◆ Written instruction
Reproduce the whole listing, character for character.

◆ Collection entries
— START —

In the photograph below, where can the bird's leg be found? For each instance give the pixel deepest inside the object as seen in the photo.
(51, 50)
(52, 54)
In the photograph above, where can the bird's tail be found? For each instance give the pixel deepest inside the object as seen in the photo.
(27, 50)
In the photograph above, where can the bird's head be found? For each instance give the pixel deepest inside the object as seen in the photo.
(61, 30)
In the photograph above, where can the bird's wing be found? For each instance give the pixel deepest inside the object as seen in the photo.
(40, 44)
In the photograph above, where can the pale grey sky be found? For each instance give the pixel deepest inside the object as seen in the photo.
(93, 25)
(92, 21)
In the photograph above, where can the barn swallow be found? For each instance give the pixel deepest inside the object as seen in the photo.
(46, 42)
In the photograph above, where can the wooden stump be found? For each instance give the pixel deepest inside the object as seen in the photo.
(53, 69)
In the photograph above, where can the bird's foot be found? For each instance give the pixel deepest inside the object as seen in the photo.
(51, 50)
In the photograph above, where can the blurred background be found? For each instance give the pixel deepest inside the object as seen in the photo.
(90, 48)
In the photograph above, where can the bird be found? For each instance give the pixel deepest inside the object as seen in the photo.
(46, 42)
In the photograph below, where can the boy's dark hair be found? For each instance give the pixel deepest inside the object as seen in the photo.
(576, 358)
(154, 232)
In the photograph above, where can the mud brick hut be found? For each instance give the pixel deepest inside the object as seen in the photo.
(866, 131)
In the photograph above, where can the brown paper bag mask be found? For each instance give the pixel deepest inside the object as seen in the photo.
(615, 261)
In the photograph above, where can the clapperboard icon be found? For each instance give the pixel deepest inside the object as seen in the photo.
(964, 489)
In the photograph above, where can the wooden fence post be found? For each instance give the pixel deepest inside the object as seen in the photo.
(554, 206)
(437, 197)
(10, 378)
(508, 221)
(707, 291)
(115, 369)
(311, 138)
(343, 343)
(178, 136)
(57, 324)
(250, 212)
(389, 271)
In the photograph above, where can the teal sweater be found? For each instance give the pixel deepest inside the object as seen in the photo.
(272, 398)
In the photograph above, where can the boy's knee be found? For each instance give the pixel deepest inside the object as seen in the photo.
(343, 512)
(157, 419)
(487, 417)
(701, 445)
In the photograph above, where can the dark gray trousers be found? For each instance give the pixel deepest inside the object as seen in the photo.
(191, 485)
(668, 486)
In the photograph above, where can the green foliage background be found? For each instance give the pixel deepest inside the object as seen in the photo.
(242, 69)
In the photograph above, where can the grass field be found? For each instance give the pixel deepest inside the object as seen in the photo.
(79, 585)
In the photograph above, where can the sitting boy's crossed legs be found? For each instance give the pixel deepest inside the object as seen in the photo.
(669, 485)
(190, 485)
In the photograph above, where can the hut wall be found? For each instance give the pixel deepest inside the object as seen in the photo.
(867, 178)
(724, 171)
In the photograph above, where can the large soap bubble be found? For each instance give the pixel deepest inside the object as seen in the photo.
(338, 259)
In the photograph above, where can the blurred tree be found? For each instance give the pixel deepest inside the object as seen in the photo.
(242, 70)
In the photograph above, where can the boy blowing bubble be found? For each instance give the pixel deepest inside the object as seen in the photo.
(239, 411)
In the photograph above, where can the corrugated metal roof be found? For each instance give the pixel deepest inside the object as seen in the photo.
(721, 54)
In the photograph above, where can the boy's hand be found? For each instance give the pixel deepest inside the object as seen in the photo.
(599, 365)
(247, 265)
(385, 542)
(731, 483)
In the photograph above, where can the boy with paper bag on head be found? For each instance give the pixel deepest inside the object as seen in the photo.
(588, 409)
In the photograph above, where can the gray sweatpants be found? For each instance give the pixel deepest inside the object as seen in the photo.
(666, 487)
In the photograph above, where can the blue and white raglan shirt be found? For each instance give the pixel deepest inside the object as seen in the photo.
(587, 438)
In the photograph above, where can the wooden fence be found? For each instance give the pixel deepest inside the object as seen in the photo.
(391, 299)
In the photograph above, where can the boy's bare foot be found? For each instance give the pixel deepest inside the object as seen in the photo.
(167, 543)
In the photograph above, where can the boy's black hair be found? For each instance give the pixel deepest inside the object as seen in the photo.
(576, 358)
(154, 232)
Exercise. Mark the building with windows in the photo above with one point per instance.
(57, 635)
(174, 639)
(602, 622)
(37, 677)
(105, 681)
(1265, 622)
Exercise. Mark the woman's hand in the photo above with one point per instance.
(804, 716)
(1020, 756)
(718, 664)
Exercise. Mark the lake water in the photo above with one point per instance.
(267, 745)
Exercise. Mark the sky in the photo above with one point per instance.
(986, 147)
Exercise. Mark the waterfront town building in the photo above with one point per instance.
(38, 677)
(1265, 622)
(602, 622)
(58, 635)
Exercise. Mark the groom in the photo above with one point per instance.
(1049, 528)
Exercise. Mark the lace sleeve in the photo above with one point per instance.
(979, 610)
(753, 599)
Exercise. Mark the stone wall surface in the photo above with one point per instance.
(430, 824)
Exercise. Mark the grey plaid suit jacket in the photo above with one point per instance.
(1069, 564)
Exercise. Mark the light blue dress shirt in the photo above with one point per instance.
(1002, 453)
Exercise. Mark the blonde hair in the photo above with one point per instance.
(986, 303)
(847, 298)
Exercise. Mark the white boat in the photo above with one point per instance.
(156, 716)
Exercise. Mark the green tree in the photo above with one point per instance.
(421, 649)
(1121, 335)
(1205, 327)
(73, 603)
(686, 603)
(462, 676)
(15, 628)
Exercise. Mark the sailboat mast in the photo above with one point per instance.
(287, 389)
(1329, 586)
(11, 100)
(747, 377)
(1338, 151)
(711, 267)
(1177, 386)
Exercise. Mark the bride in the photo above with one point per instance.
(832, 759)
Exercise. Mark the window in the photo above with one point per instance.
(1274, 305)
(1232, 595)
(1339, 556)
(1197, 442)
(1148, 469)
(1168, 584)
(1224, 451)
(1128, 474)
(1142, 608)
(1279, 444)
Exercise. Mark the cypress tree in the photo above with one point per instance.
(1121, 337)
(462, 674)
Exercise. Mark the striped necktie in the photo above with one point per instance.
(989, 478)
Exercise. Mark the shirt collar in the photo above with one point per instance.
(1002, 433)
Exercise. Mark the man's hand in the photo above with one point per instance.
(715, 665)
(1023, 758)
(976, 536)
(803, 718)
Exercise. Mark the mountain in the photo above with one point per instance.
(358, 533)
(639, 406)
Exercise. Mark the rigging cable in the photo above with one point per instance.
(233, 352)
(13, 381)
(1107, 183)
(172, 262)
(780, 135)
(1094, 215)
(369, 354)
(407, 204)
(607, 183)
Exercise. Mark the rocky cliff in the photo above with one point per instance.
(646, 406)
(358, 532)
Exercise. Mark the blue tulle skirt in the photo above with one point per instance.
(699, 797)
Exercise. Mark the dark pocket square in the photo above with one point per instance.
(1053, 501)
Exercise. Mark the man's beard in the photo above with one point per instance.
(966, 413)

— END —

◆ Solution to this exercise
In the photograph below, where can the bird's leg be found? For each instance give the pixel deepest inside the object as seen in the photo.
(51, 50)
(52, 54)
In the photograph above, where can the bird's tail be found? For each instance give the pixel deepest inside the object as seen in the photo.
(27, 50)
In the photograph above, where can the bird's head be found? For each instance give the pixel deepest inside the object as seen in the photo.
(61, 30)
In the photograph above, where can the bird's wing be found? For each instance give the pixel deepest inside the object as seen in the photo.
(40, 44)
In the photograph above, where can the pale grey sky be found? For each instance give the pixel deepest inside the object as seen in the photo.
(93, 25)
(92, 21)
In the photograph above, where can the barn swallow be found? For each instance give the pixel deepest inside the object as seen in the photo.
(46, 42)
In the photograph above, where can the wooden stump be found? For each instance give the pixel deepest inside the object as seen in the photo.
(53, 69)
In the photograph above, where can the bird's foot be found? For each instance give the pixel deepest inside the object as seen in the photo.
(51, 50)
In the photograph above, where can the blurred background be found? For each instance give the pixel deepest inside the object as seen in the photo.
(90, 48)
In the photograph above, where can the bird be found? For each instance give the pixel deepest inside the object as seen in the photo.
(46, 42)
In the photograph below, where can the boy's dark hair be found? For each instance give the pixel deepest inside the object as seen in the photo.
(576, 358)
(154, 232)
In the photograph above, where can the mud brick hut be found? For each instance give the pixel deepest inside the object as seen in the photo.
(866, 131)
In the photograph above, where can the brown paper bag mask be found? For each instance give the pixel deepest inside the object as seen in the photo.
(615, 261)
In the photograph above, where can the clapperboard icon be found? For each instance give the pixel deepest inside the object as seen in the photo.
(964, 489)
In the photograph above, where can the wooden fence post be found? For each instance give the pixel deepest inside the object as seen in the photo.
(554, 206)
(437, 197)
(10, 378)
(508, 221)
(707, 291)
(115, 369)
(311, 138)
(343, 343)
(178, 136)
(57, 324)
(250, 212)
(389, 271)
In the photograph above, where can the teal sweater be found? For each instance give the pixel deepest inside the object as seen in the photo.
(272, 398)
In the photograph above, where can the boy's knee be found? For each instance give the pixel deepest inside the object as seen in the photo.
(343, 512)
(157, 419)
(487, 417)
(701, 445)
In the photograph above, where can the dark gray trousers be found? For each instance give the pixel deepest inside the object as seen in the photo.
(191, 485)
(668, 486)
In the photograph above, where can the green foliage background be found? For each instance give the pixel deepest inside the object as seen in the photo.
(242, 69)
In the photograph above, where can the grass field be found? For each instance give the pixel deepest inside the object as seen in the photo.
(79, 585)
In the photograph above, where can the sitting boy's crossed legs be found? For each instance give the pixel deepest inside the object as seen in the photo.
(669, 485)
(190, 485)
In the photograph above, where can the hut wall be found? For each instance give the pixel deepest inside the object as seen in the photo.
(867, 178)
(724, 171)
In the photograph above, where can the large soap bubble be found? For each instance give the pixel deepest inside the object as seen in the photo.
(338, 259)
In the photograph above, where can the blurred tree be found? For each instance give the pixel deepest inside the object as seen in the photo.
(242, 70)
In the photograph above, where can the boy blowing bubble be found? For each instance give the pixel deepest inside the object as seen in the photo.
(239, 411)
In the photograph above, where can the corrugated metal roof be found? For each instance give the pixel deepest inside the object as seen in the photo.
(721, 54)
In the photograph above, where can the boy's hand be found? For each instance give the pixel deepest inside the object as seen in the photo.
(599, 365)
(247, 265)
(385, 542)
(731, 483)
In the photograph above, where can the boy with paper bag on head be found? For each instance give the pixel deepest inside the object as seen in the photo.
(588, 409)
In the photograph above, where can the gray sweatpants be found? For each instance give the pixel deepest inside the object as seen in the photo.
(666, 487)
In the photograph above, where can the blue and white raglan shirt be found? For each instance give the pixel deepest inside the object as seen in the photo.
(587, 438)
In the photograph above, where can the wooden fence be found? For each instance give the pixel deepest inside the object as seen in the photo.
(391, 299)
In the photograph above, where can the boy's bare foot be found? For each instance give the pixel deepest inside the object as seen in the photo.
(167, 543)
In the photograph above, where can the boy's black hair be found? For each instance give the pixel deepest inside the object as seen in the photo.
(576, 358)
(154, 232)
Exercise. Mark the building with windows in the photo above with one point per instance.
(57, 635)
(174, 639)
(602, 622)
(37, 677)
(105, 681)
(1265, 622)
Exercise. Mark the woman's hand in the photo above with one point per instance.
(804, 716)
(1020, 756)
(718, 664)
Exercise. Mark the lake water in the photo above with one point per instance.
(267, 745)
Exercise. Mark the sky in the photo above with one point per instance.
(986, 147)
Exercise. Mark the waterfront town building in the photo above with one point per instance.
(38, 677)
(1265, 622)
(602, 622)
(58, 635)
Exercise. Mark the groom in the photo above with one point per instance.
(1049, 528)
Exercise. Mark the lace sleeve in the photo above with one point per instance.
(979, 610)
(753, 599)
Exercise. Mark the stone wall surface in the photo above with one point per instance.
(430, 824)
Exercise. Mark the grey plaid suit jacket in the photo above with one point per instance.
(1069, 564)
Exercise. Mark the light blue dress shirt in the photo above with one point per instance.
(1002, 453)
Exercise. Mark the blonde hair in the photo above with one point per instance.
(986, 303)
(847, 298)
Exercise. Mark the white boat in the photo above with one point per instance.
(156, 716)
Exercise. Mark the green tree in the photo above with one point per instance.
(421, 649)
(1121, 335)
(1205, 327)
(73, 603)
(686, 603)
(462, 676)
(15, 628)
Exercise. Mark the sailboat mast in the photo above with one point per instance.
(287, 389)
(1329, 586)
(11, 100)
(747, 377)
(1338, 151)
(711, 267)
(1177, 386)
Exercise. Mark the bride in the photo above with one point per instance.
(832, 759)
Exercise. Mark the window in the photo above with one point per instance.
(1274, 305)
(1232, 595)
(1339, 556)
(1197, 442)
(1148, 469)
(1168, 584)
(1224, 451)
(1128, 474)
(1142, 608)
(1279, 444)
Exercise. Mark the cypress tree in the photo above with one point per instance.
(1121, 337)
(462, 674)
Exercise. Mark the striped necktie in the photo above with one point per instance.
(989, 478)
Exercise. Mark the shirt collar in the photo above with one point per instance.
(1002, 433)
Exercise. Mark the man's hand in the photo above with one point per instance.
(715, 665)
(1023, 758)
(976, 536)
(803, 718)
Exercise. Mark the mountain in the photo above with one point per instance.
(358, 533)
(639, 406)
Exercise. Mark the rigging cable in the photo above with one point per instance.
(233, 352)
(13, 381)
(1107, 183)
(172, 262)
(780, 135)
(1094, 215)
(369, 354)
(407, 204)
(607, 183)
Exercise. Mark the rocky cliff in the photo above with one point per instance.
(646, 406)
(358, 532)
Exercise. Mark the blue tulle skirt in the photo above with one point per instance.
(699, 797)
Exercise. Mark the dark pocket square in the photo above with one point per instance.
(1053, 501)
Exercise. Mark the man's beard in the photo above with one point per instance.
(966, 413)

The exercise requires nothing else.